START
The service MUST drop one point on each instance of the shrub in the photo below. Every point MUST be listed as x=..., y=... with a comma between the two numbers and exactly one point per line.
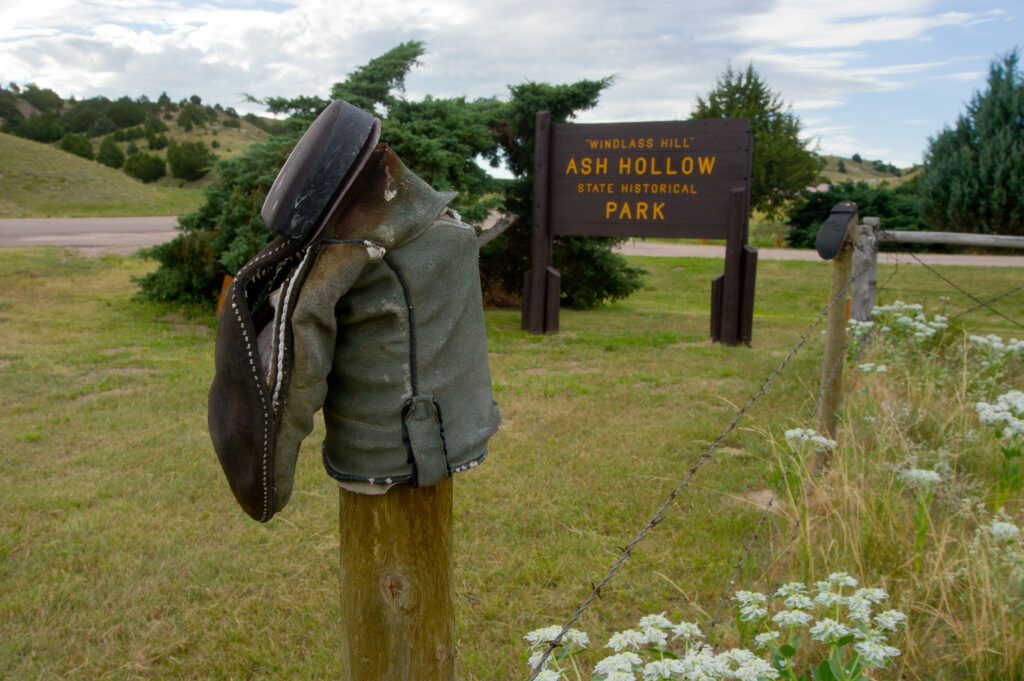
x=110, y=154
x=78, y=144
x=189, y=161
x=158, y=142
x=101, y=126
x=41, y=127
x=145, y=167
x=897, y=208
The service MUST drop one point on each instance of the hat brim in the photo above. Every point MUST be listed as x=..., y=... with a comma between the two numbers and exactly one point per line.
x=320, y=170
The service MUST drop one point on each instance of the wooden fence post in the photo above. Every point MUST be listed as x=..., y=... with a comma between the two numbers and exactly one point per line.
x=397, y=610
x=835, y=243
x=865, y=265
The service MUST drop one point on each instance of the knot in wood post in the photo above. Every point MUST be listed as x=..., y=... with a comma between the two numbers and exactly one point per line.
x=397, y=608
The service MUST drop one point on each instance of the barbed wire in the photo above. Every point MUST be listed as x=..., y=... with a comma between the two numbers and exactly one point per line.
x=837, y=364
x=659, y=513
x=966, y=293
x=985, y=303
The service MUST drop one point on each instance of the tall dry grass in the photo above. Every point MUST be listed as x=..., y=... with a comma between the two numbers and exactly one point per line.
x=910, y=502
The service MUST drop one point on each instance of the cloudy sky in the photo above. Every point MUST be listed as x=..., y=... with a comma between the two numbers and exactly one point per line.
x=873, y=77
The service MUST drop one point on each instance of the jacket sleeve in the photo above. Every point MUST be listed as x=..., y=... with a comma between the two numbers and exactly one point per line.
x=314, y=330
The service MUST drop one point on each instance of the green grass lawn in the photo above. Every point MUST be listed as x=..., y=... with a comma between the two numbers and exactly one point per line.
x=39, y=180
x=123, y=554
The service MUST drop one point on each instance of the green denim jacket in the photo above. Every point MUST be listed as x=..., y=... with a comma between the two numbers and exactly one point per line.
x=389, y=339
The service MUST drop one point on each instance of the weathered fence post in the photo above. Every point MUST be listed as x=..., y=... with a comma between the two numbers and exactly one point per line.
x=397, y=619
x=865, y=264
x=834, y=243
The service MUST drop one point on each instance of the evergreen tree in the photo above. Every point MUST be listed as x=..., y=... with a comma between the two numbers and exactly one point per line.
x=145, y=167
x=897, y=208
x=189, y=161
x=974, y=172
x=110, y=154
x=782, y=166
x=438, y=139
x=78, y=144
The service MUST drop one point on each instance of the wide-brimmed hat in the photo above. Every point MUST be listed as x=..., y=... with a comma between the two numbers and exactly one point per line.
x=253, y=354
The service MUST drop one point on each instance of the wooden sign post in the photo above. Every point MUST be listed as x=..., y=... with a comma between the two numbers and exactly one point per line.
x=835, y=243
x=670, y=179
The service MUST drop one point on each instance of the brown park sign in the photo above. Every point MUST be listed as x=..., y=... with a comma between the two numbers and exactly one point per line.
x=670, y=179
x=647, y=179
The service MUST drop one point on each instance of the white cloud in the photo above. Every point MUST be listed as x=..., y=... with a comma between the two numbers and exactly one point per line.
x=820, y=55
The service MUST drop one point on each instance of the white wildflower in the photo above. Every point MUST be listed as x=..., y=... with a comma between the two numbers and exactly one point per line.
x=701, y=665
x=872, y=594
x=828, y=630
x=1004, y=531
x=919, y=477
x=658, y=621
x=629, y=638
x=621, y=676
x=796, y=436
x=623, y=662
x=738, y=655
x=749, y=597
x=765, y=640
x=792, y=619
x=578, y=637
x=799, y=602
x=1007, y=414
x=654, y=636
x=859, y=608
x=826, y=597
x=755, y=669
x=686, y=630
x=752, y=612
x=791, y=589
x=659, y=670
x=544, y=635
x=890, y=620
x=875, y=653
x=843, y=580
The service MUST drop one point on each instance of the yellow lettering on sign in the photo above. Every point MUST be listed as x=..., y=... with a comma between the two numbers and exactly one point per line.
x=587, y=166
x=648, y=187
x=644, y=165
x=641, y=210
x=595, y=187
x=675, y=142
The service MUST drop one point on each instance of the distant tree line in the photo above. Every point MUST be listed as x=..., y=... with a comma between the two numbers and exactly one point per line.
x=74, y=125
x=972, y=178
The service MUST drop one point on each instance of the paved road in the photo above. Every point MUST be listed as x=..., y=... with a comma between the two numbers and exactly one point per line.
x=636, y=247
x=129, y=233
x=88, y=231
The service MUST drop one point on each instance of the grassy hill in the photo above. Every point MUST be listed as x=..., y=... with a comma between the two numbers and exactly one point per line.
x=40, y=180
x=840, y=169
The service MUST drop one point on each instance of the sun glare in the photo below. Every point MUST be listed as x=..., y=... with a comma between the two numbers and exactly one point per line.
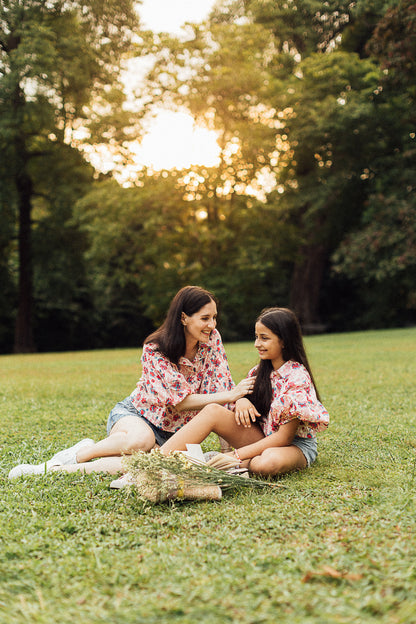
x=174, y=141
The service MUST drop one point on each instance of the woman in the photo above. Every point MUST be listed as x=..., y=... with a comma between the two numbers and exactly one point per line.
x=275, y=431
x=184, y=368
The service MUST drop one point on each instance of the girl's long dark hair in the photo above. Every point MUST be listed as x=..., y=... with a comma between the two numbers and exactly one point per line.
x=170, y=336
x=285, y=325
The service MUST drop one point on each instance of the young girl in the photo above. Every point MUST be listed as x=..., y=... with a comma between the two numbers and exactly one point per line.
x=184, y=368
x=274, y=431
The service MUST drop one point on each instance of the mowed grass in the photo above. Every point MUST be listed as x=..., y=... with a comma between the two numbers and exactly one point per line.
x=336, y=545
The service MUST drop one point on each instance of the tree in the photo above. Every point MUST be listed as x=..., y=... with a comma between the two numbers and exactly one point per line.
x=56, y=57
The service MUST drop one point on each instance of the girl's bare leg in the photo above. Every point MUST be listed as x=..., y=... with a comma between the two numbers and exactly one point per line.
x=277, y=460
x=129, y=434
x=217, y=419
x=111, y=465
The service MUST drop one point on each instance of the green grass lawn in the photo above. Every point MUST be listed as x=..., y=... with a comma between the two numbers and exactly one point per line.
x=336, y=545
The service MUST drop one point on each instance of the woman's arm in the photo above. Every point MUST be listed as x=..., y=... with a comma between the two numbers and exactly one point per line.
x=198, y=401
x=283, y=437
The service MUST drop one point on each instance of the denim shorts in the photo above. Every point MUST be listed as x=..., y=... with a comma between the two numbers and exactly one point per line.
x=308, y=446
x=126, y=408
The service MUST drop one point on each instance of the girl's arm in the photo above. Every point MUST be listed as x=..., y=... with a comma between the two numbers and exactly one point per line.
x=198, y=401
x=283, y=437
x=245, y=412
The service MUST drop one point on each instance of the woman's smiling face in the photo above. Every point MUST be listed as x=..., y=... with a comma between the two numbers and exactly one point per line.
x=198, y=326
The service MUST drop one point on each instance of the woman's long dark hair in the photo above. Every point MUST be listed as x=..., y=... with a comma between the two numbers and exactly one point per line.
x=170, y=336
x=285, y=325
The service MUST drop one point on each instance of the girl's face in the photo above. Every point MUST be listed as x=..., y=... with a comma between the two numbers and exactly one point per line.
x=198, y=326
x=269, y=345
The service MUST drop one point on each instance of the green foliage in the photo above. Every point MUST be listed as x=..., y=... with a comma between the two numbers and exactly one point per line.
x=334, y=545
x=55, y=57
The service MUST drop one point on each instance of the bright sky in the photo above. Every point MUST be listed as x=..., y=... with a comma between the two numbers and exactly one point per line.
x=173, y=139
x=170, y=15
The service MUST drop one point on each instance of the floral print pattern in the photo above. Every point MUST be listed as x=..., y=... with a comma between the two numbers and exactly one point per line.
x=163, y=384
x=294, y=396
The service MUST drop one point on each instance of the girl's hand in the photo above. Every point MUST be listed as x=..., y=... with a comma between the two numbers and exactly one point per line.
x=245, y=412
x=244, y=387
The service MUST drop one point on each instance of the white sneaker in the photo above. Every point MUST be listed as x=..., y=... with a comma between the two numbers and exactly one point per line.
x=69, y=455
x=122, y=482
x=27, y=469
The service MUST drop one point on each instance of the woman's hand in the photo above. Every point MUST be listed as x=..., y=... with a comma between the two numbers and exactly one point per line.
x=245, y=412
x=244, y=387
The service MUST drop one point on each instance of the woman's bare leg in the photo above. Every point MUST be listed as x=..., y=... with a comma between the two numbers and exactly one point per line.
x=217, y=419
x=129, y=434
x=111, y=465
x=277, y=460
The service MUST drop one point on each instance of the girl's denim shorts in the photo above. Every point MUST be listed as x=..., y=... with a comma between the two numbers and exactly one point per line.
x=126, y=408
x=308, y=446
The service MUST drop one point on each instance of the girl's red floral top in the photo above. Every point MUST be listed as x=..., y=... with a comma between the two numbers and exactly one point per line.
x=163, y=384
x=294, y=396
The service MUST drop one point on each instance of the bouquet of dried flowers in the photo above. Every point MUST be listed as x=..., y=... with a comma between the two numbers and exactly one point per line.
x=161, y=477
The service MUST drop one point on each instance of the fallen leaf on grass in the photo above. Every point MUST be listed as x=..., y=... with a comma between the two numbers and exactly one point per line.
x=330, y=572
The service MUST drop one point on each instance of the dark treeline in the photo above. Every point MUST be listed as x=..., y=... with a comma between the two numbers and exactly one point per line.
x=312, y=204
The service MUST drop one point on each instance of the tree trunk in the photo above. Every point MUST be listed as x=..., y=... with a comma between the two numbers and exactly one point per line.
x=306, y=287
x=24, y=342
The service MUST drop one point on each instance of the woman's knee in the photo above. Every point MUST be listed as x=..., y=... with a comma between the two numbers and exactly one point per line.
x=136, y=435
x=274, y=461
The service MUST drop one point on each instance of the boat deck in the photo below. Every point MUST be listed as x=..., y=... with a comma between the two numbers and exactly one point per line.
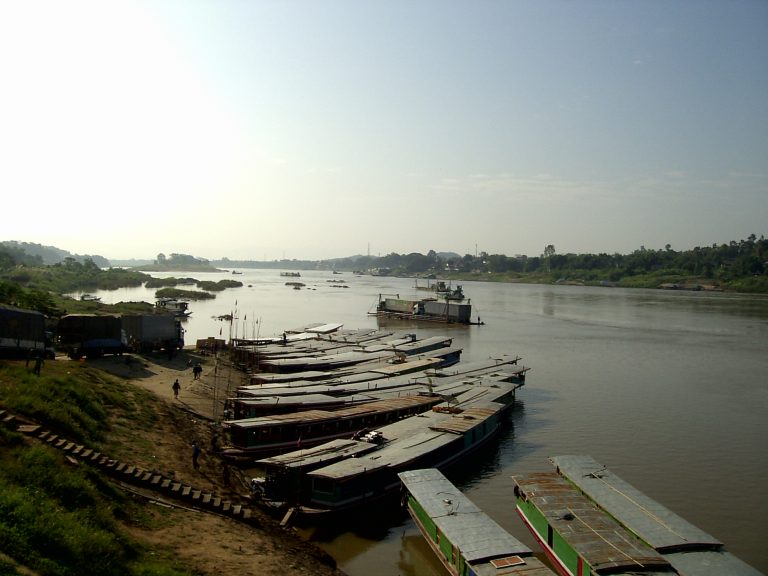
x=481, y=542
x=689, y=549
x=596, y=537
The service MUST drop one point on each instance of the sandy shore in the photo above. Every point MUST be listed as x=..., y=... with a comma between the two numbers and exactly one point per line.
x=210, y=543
END
What is expected | Copy the stretch of items from the line containing "of the wide-brimmed" through the line containing "x=820, y=55", both ends included, keeping the requests unchanged. Multiply each coordinate in the answers by 0.85 and round to whole numbers, with halves rounded up.

Problem solution |
The service MUST drop one point on each instance of the wide-brimmed hat in the photo above. Every point MUST be listed as x=..., y=... with a comma between the two numbers and exactly one point per line.
x=215, y=301
The service MUST drop one point on each instance of the wooden sign post in the photo above. Every point MUST be listed as x=..., y=... with a comma between the two numbers and exactly one point per line.
x=710, y=207
x=570, y=152
The service MUST drop one point on each instance of the brown park sign in the photo above. Every point MUST be listed as x=..., y=... with a comma between the two numbers and exactly one point per line.
x=570, y=152
x=550, y=152
The service MUST drop one point on each instance of the white cloud in the photo above. Every point MUST be listed as x=..., y=... with a comma between the two numbers and exactly one point per line.
x=697, y=47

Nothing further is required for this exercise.